*Exercise*. Identify the line that contains "segment patterned rug, all instances" in the material. Output it and every line after it, unchanged, through the end.

*Entries supplied*.
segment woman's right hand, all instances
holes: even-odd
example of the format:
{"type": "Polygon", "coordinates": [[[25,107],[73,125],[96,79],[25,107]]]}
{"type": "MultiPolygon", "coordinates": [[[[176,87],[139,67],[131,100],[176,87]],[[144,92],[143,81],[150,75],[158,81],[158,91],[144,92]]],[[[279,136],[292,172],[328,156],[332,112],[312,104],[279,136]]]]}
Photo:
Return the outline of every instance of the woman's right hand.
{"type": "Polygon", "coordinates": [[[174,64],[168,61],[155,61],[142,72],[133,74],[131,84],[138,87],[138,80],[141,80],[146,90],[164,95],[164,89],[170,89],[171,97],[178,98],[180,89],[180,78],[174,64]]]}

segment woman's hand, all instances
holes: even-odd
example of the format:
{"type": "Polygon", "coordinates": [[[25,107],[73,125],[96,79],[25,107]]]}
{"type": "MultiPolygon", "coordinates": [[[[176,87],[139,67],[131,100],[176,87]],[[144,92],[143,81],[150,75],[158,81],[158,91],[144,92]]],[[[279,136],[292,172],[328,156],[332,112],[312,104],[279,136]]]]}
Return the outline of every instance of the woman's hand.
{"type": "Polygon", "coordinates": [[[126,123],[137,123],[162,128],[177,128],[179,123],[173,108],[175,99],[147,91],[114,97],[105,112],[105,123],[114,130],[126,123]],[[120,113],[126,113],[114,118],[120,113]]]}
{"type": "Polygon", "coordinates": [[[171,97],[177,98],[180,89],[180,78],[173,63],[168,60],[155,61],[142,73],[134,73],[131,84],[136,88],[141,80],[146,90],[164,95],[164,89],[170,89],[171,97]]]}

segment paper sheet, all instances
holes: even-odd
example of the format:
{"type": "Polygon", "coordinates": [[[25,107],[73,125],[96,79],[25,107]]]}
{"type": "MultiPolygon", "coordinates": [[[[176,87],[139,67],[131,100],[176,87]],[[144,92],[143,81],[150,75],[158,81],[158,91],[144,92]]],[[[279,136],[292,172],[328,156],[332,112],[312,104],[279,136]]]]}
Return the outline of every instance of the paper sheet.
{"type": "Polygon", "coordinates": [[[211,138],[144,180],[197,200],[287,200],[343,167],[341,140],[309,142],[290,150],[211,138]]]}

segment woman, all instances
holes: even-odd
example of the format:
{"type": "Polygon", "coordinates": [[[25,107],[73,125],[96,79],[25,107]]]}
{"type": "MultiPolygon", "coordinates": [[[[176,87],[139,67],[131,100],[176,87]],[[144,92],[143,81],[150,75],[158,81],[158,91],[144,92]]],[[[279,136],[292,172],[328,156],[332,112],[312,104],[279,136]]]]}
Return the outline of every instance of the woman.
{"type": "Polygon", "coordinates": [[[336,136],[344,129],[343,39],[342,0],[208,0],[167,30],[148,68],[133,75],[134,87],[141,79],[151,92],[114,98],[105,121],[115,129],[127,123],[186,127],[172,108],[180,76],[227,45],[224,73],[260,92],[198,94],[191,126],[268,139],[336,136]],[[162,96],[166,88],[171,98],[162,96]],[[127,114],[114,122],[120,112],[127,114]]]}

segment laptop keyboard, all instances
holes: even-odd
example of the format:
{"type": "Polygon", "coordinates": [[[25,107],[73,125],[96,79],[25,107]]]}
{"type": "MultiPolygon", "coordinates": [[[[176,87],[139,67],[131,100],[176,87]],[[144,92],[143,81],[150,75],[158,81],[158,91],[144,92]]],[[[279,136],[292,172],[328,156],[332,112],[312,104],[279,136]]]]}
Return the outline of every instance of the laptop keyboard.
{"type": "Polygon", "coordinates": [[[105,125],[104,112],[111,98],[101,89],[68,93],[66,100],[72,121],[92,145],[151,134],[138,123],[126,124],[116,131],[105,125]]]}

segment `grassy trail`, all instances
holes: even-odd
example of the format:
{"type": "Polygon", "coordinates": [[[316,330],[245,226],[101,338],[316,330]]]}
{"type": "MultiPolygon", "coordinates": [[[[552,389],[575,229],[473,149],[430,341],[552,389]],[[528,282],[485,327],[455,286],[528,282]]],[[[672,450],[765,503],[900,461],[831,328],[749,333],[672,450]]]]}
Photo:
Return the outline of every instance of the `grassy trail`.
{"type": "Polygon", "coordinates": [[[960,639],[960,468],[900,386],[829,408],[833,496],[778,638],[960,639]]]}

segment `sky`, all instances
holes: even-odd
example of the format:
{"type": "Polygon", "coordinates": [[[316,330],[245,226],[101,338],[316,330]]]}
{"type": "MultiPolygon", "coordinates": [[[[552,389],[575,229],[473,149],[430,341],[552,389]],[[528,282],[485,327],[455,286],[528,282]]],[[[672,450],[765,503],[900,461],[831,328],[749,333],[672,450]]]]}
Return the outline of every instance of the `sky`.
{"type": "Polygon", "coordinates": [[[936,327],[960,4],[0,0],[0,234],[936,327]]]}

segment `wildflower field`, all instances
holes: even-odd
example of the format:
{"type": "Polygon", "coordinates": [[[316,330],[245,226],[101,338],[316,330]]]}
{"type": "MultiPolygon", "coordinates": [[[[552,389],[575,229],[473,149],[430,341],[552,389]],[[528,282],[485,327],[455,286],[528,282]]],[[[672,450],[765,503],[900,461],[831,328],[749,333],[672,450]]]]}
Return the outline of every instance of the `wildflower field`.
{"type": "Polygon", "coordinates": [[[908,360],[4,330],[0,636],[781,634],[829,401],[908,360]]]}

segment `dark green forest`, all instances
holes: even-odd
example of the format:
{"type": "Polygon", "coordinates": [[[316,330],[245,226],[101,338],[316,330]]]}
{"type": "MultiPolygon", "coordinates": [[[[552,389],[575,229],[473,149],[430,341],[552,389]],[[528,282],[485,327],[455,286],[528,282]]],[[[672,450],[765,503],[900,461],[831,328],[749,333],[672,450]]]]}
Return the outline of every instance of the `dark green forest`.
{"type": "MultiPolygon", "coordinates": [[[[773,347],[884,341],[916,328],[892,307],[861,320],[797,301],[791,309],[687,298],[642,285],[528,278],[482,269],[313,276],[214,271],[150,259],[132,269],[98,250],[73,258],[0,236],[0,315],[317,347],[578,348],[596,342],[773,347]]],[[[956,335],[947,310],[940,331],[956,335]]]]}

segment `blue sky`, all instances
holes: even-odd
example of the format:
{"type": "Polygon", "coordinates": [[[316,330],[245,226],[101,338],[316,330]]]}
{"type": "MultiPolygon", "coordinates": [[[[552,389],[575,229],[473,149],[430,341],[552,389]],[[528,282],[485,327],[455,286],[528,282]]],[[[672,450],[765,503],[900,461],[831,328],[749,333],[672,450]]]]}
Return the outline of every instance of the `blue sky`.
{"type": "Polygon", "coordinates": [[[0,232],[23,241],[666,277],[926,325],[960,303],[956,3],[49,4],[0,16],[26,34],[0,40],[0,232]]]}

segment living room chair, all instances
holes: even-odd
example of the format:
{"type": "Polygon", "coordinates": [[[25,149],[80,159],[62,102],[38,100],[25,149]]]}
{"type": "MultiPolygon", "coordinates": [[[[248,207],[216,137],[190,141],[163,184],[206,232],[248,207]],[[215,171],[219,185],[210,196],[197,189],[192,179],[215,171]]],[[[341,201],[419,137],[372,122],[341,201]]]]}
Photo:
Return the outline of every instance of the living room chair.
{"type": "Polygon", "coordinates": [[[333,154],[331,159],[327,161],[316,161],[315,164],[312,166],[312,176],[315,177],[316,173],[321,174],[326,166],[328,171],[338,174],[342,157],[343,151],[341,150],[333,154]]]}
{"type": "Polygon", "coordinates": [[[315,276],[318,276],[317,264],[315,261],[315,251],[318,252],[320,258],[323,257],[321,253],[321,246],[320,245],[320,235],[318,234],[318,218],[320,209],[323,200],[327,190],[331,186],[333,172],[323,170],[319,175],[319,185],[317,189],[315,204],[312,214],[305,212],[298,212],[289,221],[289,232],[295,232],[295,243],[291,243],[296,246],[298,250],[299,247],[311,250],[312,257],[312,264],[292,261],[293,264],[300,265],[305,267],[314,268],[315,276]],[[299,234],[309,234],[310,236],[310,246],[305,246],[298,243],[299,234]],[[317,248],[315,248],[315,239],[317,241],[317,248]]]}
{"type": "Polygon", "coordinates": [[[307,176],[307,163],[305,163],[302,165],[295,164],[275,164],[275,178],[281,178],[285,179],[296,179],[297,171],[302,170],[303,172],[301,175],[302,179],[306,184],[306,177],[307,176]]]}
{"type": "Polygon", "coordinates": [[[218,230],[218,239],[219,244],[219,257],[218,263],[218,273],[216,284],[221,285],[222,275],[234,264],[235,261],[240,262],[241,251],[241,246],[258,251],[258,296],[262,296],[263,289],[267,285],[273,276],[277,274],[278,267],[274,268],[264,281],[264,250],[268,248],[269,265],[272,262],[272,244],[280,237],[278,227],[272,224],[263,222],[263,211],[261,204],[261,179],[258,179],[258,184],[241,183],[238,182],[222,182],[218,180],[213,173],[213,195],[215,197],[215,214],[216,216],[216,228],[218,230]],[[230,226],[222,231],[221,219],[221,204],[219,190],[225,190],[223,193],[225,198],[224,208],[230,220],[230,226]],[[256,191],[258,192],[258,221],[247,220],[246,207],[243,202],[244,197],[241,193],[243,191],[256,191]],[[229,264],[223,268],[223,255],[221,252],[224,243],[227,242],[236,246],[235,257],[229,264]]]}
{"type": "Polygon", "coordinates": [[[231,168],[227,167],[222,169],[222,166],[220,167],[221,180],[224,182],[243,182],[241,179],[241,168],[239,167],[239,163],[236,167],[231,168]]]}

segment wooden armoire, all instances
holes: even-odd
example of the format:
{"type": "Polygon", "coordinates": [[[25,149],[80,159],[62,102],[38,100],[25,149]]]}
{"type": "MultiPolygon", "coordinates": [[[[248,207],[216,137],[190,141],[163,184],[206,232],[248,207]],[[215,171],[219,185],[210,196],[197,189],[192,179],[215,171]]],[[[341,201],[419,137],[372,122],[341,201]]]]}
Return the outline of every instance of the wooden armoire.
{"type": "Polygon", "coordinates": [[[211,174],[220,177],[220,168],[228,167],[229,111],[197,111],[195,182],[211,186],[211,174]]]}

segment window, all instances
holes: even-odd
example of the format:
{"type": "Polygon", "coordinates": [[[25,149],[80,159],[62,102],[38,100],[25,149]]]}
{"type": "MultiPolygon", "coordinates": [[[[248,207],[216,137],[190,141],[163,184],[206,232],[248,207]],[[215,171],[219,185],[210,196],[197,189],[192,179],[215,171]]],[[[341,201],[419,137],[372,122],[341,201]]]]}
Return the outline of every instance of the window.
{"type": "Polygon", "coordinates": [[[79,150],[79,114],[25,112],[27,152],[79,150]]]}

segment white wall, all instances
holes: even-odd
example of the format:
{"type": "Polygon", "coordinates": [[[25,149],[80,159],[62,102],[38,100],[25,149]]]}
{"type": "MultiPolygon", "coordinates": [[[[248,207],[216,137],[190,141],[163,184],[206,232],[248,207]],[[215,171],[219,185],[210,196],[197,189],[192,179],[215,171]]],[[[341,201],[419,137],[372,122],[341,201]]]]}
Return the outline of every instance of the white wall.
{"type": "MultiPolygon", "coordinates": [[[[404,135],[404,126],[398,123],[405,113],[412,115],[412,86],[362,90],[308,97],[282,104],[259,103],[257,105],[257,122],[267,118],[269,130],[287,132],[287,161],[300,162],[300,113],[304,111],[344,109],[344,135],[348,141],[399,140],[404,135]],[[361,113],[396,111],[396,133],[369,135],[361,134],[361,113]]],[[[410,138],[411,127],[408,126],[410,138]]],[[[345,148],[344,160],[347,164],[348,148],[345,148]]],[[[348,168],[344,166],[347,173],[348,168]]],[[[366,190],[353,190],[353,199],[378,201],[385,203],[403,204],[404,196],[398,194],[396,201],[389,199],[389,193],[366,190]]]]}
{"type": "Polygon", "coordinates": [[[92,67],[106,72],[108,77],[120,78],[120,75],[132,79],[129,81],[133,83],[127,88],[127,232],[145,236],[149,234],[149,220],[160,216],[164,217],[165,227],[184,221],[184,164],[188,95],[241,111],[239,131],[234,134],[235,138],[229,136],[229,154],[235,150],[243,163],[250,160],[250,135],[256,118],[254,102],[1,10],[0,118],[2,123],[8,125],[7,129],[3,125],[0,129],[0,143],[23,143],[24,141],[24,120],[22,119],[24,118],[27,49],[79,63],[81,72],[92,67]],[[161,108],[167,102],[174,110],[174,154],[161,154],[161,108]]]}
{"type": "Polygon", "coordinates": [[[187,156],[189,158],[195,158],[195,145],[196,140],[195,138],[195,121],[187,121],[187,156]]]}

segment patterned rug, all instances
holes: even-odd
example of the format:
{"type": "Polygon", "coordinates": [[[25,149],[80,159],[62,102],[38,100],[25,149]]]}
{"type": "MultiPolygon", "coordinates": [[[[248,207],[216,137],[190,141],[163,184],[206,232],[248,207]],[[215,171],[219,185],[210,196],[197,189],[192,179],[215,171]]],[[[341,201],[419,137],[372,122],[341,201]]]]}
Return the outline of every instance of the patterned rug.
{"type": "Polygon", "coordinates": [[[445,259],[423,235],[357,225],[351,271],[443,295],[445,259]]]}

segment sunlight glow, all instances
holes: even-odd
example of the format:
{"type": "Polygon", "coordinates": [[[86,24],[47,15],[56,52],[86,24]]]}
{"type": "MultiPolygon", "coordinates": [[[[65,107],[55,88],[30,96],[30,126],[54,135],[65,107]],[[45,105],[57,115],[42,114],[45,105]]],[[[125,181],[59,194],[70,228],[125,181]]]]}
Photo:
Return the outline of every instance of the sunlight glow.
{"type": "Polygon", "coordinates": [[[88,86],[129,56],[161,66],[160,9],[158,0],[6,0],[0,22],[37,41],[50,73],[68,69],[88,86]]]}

*Result for this task*.
segment patterned rug, all instances
holes: even-odd
example of the format:
{"type": "Polygon", "coordinates": [[[25,149],[80,159],[62,102],[38,100],[25,149]]]}
{"type": "MultiPolygon", "coordinates": [[[[248,207],[216,137],[190,141],[163,184],[206,232],[248,207]],[[215,171],[219,185],[210,196],[197,189],[192,179],[215,171]]],[[[341,201],[419,137],[372,122],[341,201]]]]}
Return the outline of every instance of the patterned rug.
{"type": "Polygon", "coordinates": [[[445,259],[423,235],[357,225],[351,271],[443,295],[445,259]]]}

segment sunlight glow, all instances
holes: even-odd
example of the format:
{"type": "Polygon", "coordinates": [[[86,24],[47,15],[56,52],[86,24]]]}
{"type": "MultiPolygon", "coordinates": [[[[65,107],[55,88],[30,96],[30,126],[54,135],[65,107]],[[45,105],[57,115],[42,114],[45,105]]],[[[125,181],[59,194],[70,228],[125,181]]]]}
Photo:
Return the outline of every instance of the sunlight glow.
{"type": "Polygon", "coordinates": [[[88,86],[129,56],[161,66],[160,9],[158,0],[6,0],[0,22],[37,41],[50,73],[68,69],[88,86]]]}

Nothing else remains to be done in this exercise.